▶ _What the task requires_
A faithful transcription of all lines below is the expected answer.

▶ _Records supplied_
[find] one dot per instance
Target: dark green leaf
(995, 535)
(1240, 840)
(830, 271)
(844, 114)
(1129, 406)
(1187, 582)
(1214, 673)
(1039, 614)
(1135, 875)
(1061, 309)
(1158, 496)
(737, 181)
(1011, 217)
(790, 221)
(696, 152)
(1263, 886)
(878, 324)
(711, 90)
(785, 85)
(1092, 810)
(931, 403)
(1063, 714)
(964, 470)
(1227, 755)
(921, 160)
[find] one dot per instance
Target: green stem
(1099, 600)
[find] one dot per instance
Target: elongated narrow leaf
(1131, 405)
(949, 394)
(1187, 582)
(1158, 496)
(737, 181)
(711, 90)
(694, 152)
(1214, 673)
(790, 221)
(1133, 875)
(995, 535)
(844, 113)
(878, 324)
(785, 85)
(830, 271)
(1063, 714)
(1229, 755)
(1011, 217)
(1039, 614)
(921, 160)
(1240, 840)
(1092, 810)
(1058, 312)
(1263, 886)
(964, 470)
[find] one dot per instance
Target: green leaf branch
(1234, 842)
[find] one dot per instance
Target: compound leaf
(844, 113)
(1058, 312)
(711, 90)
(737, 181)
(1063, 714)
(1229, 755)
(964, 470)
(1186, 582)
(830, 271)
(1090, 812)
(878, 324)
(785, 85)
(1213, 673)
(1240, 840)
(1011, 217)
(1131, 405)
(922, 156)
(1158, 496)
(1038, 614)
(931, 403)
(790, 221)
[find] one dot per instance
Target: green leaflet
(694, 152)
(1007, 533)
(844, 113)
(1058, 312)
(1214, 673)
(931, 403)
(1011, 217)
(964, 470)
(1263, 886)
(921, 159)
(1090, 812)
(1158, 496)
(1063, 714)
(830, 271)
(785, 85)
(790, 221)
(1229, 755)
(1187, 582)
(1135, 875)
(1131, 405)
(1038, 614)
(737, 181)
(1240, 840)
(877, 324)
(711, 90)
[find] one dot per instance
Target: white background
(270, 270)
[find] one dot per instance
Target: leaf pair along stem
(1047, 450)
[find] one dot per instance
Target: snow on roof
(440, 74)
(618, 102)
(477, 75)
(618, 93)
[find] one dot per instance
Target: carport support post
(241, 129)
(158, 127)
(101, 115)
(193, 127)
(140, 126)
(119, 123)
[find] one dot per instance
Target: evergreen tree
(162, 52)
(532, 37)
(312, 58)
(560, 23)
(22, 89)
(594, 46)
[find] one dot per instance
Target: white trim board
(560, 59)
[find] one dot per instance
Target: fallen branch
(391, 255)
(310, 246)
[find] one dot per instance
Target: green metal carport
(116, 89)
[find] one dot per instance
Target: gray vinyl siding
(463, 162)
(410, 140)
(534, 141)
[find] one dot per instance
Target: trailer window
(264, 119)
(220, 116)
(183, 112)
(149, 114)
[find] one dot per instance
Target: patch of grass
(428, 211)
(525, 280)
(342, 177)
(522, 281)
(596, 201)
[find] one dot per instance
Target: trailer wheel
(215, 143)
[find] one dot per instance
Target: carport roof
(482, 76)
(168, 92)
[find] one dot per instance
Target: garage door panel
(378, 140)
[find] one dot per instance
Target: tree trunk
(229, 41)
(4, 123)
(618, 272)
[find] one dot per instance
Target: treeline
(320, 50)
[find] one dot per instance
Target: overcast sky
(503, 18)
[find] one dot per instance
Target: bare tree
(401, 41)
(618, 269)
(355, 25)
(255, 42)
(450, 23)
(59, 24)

▶ _Finished task_
[find] one dot per instance
Target: dark green leaf
(995, 535)
(1240, 840)
(830, 271)
(844, 114)
(1129, 406)
(1187, 582)
(1214, 673)
(1039, 614)
(1135, 875)
(1061, 309)
(1158, 496)
(737, 181)
(1011, 217)
(790, 221)
(696, 152)
(1263, 886)
(878, 324)
(711, 90)
(785, 85)
(1092, 810)
(931, 403)
(1063, 714)
(964, 470)
(1227, 755)
(921, 160)
[find] one dot per instance
Target: green stem
(1099, 600)
[find] one dot per instance
Target: elongated narrow leaf
(1131, 405)
(949, 394)
(1187, 582)
(1158, 496)
(737, 181)
(711, 90)
(694, 152)
(1214, 673)
(790, 221)
(1133, 875)
(995, 535)
(844, 113)
(878, 324)
(785, 85)
(830, 271)
(1063, 714)
(1229, 755)
(1011, 217)
(1039, 614)
(921, 160)
(1240, 840)
(1092, 810)
(1058, 312)
(1263, 886)
(964, 470)
[find] one dot per instance
Target: green leaf branch
(1234, 842)
[find] one dot per instance
Target: compound leaf
(844, 113)
(1058, 312)
(711, 90)
(737, 181)
(1063, 714)
(1229, 755)
(964, 470)
(1186, 582)
(830, 271)
(1090, 812)
(878, 324)
(785, 85)
(1213, 673)
(1240, 840)
(1011, 217)
(1131, 405)
(922, 156)
(1158, 496)
(1038, 614)
(931, 403)
(790, 221)
[find] one dot per instance
Target: green leaflet
(694, 152)
(1007, 533)
(844, 113)
(1058, 312)
(1214, 673)
(931, 403)
(1011, 217)
(964, 470)
(1263, 886)
(921, 159)
(1090, 812)
(1158, 496)
(1063, 714)
(830, 271)
(785, 85)
(790, 221)
(1229, 755)
(1187, 582)
(1135, 875)
(1131, 405)
(1038, 614)
(737, 181)
(1240, 840)
(877, 324)
(711, 90)
[find] one dot per instance
Target: white background
(270, 270)
[find] one dot per instance
Target: leaf pair along stem
(1047, 450)
[find] one dot per instance
Target: snow on roof
(440, 74)
(618, 102)
(477, 75)
(618, 93)
[find] one dot per instance
Target: carport support post
(241, 129)
(158, 127)
(101, 115)
(193, 127)
(140, 126)
(119, 123)
[find] one dot per instance
Target: evergreen tree
(162, 52)
(532, 37)
(312, 58)
(560, 23)
(22, 89)
(594, 46)
[find] one dot per instance
Target: white trim board
(560, 59)
[find] one dot per instance
Target: fallen branch
(391, 255)
(310, 246)
[find] one dot per instance
Target: green metal carport
(116, 89)
[find] one dot per instance
Target: gray vinyl siding
(463, 162)
(410, 140)
(534, 141)
[find] one dot per instance
Target: trailer window
(264, 119)
(220, 116)
(183, 112)
(149, 114)
[find] one dot per instance
Target: patch of grass
(428, 211)
(525, 280)
(342, 177)
(522, 281)
(596, 201)
[find] one dot per instance
Target: trailer wheel
(215, 143)
[find] one dot per instance
Target: carport roof
(482, 76)
(168, 92)
[find] one dot per instance
Target: garage door panel
(378, 140)
[find] one dot per instance
Target: tree trunk
(229, 41)
(4, 123)
(618, 272)
[find] one dot per instance
Target: treeline
(320, 50)
[find] one dot per instance
Target: overcast sky
(503, 18)
[find] one dot per instance
Target: bare tree
(401, 41)
(618, 269)
(355, 25)
(255, 42)
(450, 23)
(59, 24)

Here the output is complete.